Tasks and exercises —
• a. In the split-brain recovery article, copy the passage between "Select Rating" and "avoid data loss.", inclusive, substituting "audit records" for every occurrence of "log messages".
• b. Using the split-brain recovery article, explain why a split brain situation is likely to leave two diverging sets of data.

Document excerpt —
Recovering from Split-Brain situation in high availability environment (4308756)

Return

Feedback Submitted

Did this article solve an issue for you?

Select Rating

Title

Recovering from Split-Brain situation in high availability environment
Description
A split brain situation is caused by a temporary failure of the network link between the cluster nodes, resulting in both nodes switching to the active (primary) role while disconnected. This might cause new data (for example, log messages) to be created on both nodes without being replicated to the other node. Thus, it is likely in this situation that two diverging sets of data have been created, which cannot be trivially merged.
Caution:
Hazard of data loss. In a split brain situation, valuable log messages might be available on both SSB nodes, so special care must be taken to avoid data loss.

Data records —
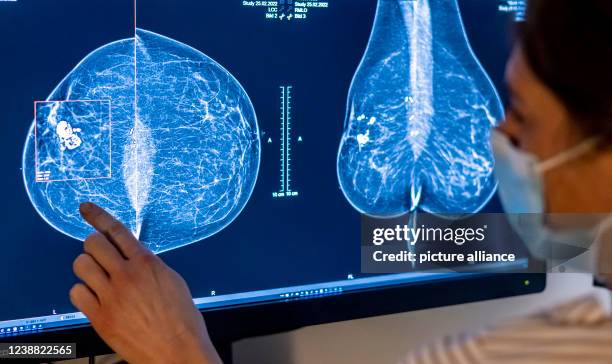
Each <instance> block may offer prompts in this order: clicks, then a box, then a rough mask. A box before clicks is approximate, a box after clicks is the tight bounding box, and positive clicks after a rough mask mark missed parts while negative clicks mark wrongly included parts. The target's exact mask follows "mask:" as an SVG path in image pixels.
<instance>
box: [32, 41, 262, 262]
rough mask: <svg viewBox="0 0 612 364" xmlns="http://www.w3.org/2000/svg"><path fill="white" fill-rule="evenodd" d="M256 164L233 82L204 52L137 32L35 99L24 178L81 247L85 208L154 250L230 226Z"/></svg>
mask: <svg viewBox="0 0 612 364" xmlns="http://www.w3.org/2000/svg"><path fill="white" fill-rule="evenodd" d="M259 159H260V141H259V130H258V126H257V119H256V116H255V110H254V109H253V106H252V104H251V101H250V99H249V97H248V95H247V94H246V91H245V90H244V89H243V88H242V86H241V85H240V84H239V82H238V81H237V80H236V79H235V78H234V77H233V76H232V75H231V74H230V73H229V72H228V71H227V70H225V69H224V68H223V67H222V66H221V65H219V64H218V63H217V62H215V61H214V60H212V59H211V58H209V57H207V56H206V55H204V54H203V53H201V52H199V51H197V50H195V49H193V48H191V47H189V46H187V45H185V44H182V43H180V42H178V41H175V40H172V39H169V38H167V37H164V36H161V35H159V34H156V33H153V32H149V31H145V30H142V29H137V30H136V34H135V37H134V38H130V39H124V40H119V41H116V42H113V43H110V44H107V45H104V46H102V47H100V48H98V49H97V50H95V51H93V52H92V53H90V54H89V55H88V56H87V57H85V58H84V59H83V60H82V61H81V62H80V63H79V64H78V65H77V66H76V67H75V68H74V69H73V70H72V71H71V72H70V73H69V74H68V75H67V76H66V77H65V78H64V79H63V80H62V81H61V82H60V83H59V85H58V86H57V87H56V88H55V90H53V92H52V93H51V94H50V95H49V97H48V98H47V101H40V102H36V103H35V120H34V122H33V124H32V126H31V128H30V132H29V133H28V137H27V140H26V144H25V150H24V154H23V176H24V182H25V185H26V188H27V191H28V195H29V196H30V200H31V201H32V204H33V205H34V207H35V208H36V210H37V211H38V213H39V214H40V215H41V216H42V217H43V218H44V219H45V220H46V221H47V222H48V223H49V224H50V225H51V226H53V227H54V228H56V229H57V230H59V231H61V232H63V233H65V234H67V235H69V236H71V237H74V238H76V239H80V240H83V239H85V238H86V237H87V235H89V234H90V233H91V228H90V227H88V226H87V225H86V223H85V221H83V220H82V219H81V217H80V216H79V213H78V206H79V203H81V202H85V201H92V202H95V203H97V204H99V205H101V206H103V207H104V208H106V209H108V210H109V212H110V213H112V214H113V215H114V216H116V217H117V218H118V219H119V220H121V221H122V222H124V223H125V224H126V226H128V227H129V228H130V229H131V230H132V232H134V234H135V235H136V236H137V237H138V238H139V239H140V240H141V241H142V242H143V243H145V244H146V245H147V246H148V247H149V248H150V249H151V250H152V251H154V252H157V253H159V252H163V251H167V250H171V249H175V248H178V247H181V246H185V245H188V244H191V243H194V242H196V241H199V240H202V239H204V238H206V237H208V236H211V235H213V234H215V233H217V232H219V231H220V230H222V229H223V228H224V227H226V226H227V225H228V224H230V223H231V222H232V220H234V219H235V218H236V217H237V216H238V215H239V214H240V212H241V211H242V209H243V208H244V206H245V204H246V203H247V201H248V200H249V198H250V196H251V193H252V191H253V187H254V185H255V181H256V179H257V174H258V169H259Z"/></svg>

Task results —
• a.
Select Rating

Title

Recovering from Split-Brain situation in high availability environment
Description
A split brain situation is caused by a temporary failure of the network link between the cluster nodes, resulting in both nodes switching to the active (primary) role while disconnected. This might cause new data (for example, audit records) to be created on both nodes without being replicated to the other node. Thus, it is likely in this situation that two diverging sets of data have been created, which cannot be trivially merged.
Caution:
Hazard of data loss. In a split brain situation, valuable audit records might be available on both SSB nodes, so special care must be taken to avoid data loss.

• b. A temporary failure of the network link between the cluster nodes causes both nodes to switch to the active (primary) role while disconnected. New data, such as log messages, can then be created on each node without being replicated to the other. This produces two diverging data sets that cannot be trivially merged.